— DOCUMENT SECTION —
○ ○ ○ ○ ○ ○ ○

"DRAGONFLY"

RAY’S REVIEWS – By Ray Smith

 

 

Life after death is the mystery of mysteries.

Dr. Joe Darrow wants to die, every now and then. He’s felt that way ever since his wife, Dr. Emily Darrow, got swept off a mountainside in the Venezuelan jungle. She was huddled in a crowded school bus with her family of Indian and peasant patients as they fled an onslaught of rebels.

Joe didn’t want her to go there in the first place. It’s no place for a woman, much less a pregnant one.

Now she’s gone forever.

Well, sort of.

Joe can’t forget her, of course, and in many strange and mysterious ways, she won’t let him. In Joe’s mind, you live, you die and that’s it. Mainly, he believes in the here and now, period.

On top of that, Joe cannot grieve. Someone tries to tell him that, but he won’t listen. Don’t blame him. The loss of a loved one cuts deeply and leaves many scars. That is one of life’s cruel truths. It is taking its toll on this good man.

There is some support, but not much.

In the good times, before Emily’s misfortune, Joe was the hospital’s magician in the emergency room. None was better. He could save lives with the best of them—maybe because of his firm belief that after life there is nothing. Emily’s specialty was the care and treatment of children with cancer. Before she left, she made Joe promise to look in on "her kids" if anything happened to her.

Joe keeps his promise. That’s when all heaven breaks loose.

He becomes convinced, through signs, through hearing about the sick kids’ near death experiences and through his gut feelings, that Emily is desperately trying to contact him.

The hospital administrator—a special kind of jerk—wants him gone, at least for a sabbatical.

His associates think he’s lost it.

His faithful neighbor, Miriam, thinks he’d better let go and get on with life.

Emily, it seems, has other plans. That’s were this fascinating movie test one’s faith and one’s own fascination with the hereafter.

○ ○ ○ ○ ○ ○ ○

— STUDY MATERIAL —
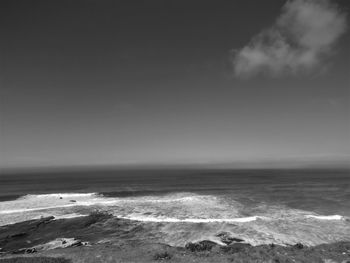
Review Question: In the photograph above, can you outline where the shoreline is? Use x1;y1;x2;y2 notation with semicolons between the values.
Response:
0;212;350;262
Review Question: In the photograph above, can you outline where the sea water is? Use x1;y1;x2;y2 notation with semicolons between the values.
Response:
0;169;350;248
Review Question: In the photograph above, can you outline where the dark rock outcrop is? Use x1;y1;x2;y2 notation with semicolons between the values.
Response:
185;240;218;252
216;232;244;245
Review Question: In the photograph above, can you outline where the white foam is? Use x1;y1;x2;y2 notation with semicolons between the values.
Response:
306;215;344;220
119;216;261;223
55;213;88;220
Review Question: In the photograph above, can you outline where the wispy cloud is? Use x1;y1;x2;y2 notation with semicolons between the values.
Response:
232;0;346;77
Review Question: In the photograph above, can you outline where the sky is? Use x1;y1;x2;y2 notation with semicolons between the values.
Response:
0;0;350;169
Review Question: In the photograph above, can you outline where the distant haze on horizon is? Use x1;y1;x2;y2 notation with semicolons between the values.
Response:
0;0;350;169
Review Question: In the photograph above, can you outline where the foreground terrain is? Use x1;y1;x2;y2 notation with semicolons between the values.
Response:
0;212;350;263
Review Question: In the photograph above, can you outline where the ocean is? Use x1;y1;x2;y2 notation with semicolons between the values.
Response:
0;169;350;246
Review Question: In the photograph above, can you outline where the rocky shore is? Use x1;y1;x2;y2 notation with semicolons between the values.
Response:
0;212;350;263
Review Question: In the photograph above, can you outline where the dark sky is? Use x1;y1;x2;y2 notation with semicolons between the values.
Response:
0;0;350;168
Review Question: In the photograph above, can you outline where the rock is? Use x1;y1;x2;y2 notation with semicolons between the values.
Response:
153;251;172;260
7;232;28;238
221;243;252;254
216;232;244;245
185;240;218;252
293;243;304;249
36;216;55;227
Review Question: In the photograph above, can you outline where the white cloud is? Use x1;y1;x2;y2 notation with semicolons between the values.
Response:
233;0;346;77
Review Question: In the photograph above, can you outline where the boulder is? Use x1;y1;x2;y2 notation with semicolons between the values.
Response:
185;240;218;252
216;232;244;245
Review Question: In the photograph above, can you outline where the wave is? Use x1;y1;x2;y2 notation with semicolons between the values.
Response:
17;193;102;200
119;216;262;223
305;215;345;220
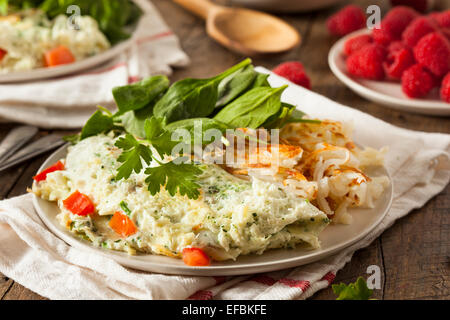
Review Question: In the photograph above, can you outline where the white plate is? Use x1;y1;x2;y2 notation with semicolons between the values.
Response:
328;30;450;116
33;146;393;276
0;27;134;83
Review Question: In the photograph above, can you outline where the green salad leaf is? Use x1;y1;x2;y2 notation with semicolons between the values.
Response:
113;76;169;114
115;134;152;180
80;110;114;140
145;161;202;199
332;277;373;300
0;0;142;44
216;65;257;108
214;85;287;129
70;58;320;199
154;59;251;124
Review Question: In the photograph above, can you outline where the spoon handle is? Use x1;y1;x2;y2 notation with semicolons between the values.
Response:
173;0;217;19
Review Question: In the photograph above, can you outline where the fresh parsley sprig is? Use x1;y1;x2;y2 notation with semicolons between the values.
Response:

○ ○ ○ ○ ○ ○ ○

— EXERCISE AIM —
Continue the review of the movie "Dragonfly" from its last sentence.

— ANSWER BOX —
Kevin Costner is Joe Darrow and Suzanne Thompson is creditable as his fast disappearing wife, Emily. It would be great to have gotten to know her better. If "Dragonfly" has a weakness, it is the lack of depth. Why did Joe and Emily become doctors? What drove her from the big city to a jungle practice just as their firstborn was on its way? It would have been nice to know more about such devoted and dedicated people. On the other hand, the story does allow us to imagine whatever it is that makes the characters tick and what drives them. That is never all bad.

Oscar winner Linda Hunt gives an impressive, but brief appearance as Sister Madeline, in trouble with her church for snooping around the cancer ward in search of tales of "near death" experiences. Her church is fine with her research, but not so fine with her sharing of her findings with the press. She does do one very important thing. She sets wheels spinning in Joe Darrow’s head that he never knew he had.

"Dragonfly" is a beautiful little story that will set you thinking and maybe even looking—just like Dr. Joe.

At the end of his search, Joe Darrow sums it up this way—"If you have your belief, then that will get you through."

If you find just a little of the "soul" that he found at the end of his search, then your trip to the theatre surely will have been worth it.